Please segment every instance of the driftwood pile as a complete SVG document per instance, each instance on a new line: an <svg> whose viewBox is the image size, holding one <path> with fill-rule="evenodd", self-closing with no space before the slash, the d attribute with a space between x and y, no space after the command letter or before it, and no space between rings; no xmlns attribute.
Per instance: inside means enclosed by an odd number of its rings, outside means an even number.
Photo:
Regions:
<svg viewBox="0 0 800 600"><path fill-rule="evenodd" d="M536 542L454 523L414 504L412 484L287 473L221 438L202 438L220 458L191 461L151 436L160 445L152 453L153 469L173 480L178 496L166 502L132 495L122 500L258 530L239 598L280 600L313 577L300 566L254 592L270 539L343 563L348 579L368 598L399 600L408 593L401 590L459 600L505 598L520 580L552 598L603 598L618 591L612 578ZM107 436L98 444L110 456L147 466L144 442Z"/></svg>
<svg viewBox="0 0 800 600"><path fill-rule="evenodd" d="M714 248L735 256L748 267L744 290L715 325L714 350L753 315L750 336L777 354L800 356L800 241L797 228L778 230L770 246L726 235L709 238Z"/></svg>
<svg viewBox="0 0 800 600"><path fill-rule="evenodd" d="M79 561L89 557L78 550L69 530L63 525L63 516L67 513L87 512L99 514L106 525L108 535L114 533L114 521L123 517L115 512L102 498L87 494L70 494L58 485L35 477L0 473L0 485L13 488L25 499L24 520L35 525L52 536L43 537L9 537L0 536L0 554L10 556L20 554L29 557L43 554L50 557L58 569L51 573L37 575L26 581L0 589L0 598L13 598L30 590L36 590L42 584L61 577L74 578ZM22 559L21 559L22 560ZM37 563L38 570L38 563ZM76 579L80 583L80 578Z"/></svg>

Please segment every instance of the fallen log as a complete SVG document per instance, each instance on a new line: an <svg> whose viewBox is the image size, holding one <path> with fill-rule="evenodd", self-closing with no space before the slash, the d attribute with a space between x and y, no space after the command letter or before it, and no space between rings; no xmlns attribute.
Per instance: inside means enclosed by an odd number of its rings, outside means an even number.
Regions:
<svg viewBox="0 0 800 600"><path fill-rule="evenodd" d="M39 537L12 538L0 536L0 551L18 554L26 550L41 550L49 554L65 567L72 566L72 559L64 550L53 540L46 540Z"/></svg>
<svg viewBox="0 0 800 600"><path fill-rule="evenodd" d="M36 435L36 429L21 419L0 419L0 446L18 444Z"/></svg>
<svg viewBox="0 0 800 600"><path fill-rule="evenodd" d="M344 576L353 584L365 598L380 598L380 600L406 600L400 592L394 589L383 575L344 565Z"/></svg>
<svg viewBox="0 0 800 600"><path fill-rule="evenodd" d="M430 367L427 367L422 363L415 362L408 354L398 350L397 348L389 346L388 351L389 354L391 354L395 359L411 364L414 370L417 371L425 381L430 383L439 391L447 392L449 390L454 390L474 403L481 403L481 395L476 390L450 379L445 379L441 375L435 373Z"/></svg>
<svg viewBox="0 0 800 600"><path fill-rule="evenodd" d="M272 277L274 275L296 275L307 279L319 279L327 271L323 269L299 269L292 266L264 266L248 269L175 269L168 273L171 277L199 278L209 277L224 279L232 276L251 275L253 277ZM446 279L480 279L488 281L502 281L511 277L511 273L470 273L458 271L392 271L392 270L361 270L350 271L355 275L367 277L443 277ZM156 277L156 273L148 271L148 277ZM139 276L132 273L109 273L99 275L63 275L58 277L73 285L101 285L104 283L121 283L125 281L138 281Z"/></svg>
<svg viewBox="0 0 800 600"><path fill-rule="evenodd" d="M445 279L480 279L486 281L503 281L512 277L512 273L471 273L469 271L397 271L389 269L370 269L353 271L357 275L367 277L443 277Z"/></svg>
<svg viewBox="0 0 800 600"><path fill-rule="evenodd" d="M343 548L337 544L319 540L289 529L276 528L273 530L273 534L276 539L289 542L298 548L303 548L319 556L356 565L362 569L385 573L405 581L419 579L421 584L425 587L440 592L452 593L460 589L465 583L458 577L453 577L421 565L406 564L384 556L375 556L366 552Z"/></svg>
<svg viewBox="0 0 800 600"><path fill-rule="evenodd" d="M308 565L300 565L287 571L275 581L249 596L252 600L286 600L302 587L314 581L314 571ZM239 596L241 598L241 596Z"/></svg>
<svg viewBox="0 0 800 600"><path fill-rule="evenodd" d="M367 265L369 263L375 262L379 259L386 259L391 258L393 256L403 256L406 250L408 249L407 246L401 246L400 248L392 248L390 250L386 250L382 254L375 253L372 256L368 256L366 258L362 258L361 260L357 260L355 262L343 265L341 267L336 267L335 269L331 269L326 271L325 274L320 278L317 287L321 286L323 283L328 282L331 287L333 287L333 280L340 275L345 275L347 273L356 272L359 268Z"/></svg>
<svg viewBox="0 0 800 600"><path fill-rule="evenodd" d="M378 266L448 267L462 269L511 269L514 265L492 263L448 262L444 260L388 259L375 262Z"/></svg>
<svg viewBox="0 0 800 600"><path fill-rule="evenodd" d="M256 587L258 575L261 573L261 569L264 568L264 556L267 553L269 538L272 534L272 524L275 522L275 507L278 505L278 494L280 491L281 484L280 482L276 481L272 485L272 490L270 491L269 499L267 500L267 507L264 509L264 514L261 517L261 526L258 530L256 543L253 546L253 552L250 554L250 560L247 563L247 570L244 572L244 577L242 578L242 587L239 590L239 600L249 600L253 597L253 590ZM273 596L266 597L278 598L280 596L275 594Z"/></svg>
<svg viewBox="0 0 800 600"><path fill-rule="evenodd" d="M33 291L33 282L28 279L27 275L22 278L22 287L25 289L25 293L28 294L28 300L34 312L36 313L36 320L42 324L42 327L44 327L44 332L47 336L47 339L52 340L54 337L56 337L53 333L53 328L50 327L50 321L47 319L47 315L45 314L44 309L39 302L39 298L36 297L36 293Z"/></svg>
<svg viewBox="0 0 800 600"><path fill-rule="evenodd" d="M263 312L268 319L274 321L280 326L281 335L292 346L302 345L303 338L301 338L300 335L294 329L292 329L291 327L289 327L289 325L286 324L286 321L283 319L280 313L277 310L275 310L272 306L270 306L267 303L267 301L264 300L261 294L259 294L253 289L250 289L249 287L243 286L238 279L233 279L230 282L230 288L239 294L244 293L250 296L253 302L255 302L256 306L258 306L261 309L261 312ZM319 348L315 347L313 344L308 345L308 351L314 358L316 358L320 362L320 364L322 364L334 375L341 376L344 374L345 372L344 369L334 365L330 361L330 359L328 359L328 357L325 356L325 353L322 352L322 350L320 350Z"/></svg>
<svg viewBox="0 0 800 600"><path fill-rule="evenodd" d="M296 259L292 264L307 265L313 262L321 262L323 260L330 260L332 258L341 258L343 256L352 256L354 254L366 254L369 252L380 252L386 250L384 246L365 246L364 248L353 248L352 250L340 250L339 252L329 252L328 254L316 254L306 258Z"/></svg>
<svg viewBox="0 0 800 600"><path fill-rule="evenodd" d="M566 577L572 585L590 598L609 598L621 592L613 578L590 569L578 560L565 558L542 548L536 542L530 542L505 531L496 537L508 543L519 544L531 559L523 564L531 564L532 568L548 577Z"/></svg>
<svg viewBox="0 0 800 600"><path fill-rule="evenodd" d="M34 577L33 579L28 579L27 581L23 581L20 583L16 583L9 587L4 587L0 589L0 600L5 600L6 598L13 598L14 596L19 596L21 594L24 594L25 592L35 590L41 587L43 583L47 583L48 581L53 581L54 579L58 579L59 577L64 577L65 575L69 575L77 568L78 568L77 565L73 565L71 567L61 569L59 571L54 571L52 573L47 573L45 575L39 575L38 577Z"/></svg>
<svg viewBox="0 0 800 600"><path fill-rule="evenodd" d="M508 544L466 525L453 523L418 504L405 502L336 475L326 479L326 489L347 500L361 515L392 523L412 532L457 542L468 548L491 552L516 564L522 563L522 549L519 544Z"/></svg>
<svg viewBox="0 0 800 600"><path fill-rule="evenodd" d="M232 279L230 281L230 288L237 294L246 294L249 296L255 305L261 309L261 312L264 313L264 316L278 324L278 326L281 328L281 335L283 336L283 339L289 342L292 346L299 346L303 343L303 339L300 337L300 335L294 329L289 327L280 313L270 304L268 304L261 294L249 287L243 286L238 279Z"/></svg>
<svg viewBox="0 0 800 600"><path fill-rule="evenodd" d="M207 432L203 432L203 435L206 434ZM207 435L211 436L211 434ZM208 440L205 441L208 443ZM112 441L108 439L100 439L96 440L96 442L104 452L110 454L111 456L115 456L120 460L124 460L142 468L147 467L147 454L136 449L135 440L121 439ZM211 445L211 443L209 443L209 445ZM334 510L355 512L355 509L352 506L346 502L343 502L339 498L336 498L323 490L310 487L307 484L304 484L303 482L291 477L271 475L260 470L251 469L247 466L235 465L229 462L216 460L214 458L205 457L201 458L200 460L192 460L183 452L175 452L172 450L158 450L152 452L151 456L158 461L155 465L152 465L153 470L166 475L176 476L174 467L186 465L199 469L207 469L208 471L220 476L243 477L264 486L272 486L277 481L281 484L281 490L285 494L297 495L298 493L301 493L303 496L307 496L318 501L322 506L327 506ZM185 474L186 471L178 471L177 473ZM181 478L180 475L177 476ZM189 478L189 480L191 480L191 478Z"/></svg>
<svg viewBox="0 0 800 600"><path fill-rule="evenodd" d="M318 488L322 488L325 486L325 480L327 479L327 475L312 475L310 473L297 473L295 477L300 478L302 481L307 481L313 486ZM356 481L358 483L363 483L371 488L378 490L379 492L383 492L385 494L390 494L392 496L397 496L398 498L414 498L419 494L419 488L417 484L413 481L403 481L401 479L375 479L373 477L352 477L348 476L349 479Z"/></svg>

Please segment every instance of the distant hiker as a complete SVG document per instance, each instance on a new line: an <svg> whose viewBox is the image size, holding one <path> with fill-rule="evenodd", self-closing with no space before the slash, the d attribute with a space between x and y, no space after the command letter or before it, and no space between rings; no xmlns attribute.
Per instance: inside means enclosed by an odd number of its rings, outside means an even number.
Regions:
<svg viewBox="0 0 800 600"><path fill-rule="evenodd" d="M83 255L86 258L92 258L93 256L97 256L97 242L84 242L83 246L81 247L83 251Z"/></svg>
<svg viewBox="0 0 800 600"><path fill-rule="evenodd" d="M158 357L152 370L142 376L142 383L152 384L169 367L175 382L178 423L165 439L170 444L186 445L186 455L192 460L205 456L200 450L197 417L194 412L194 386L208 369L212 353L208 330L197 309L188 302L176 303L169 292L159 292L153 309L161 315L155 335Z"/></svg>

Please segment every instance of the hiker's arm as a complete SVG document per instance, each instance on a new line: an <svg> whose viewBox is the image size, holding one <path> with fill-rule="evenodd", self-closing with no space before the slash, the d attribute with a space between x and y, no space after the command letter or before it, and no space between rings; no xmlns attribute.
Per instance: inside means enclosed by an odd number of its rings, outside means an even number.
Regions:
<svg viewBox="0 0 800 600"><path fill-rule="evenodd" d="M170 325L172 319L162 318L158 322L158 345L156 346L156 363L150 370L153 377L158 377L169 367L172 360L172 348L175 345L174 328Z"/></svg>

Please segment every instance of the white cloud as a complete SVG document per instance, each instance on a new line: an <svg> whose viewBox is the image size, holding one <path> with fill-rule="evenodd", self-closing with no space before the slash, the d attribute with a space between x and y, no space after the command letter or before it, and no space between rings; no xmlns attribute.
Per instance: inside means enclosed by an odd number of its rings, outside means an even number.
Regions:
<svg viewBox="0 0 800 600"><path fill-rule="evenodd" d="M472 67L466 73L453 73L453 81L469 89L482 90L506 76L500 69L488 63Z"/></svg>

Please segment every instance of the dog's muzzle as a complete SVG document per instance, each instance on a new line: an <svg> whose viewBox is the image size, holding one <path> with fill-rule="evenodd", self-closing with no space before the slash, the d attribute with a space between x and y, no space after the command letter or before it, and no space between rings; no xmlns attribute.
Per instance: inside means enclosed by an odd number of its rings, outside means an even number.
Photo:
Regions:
+ + + + +
▶ **Problem statement**: For this exercise, copy word for word the line that contains "Please segment every instance of the dog's" and every line after it, ending with the last line of the entries above.

▶ **Solved exercise**:
Please segment every instance of the dog's muzzle as a complete SVG document per instance, each instance on a new line: an <svg> whose viewBox is the image size, holding one <path> with fill-rule="evenodd", self-closing with no space before the slash, the d attribute with a space between x and y, no space after the command letter or before it, and no space between rings; no xmlns attribute.
Per instance: inside means enclosed by an odd number of its rings, outside means an even number.
Photo:
Regions:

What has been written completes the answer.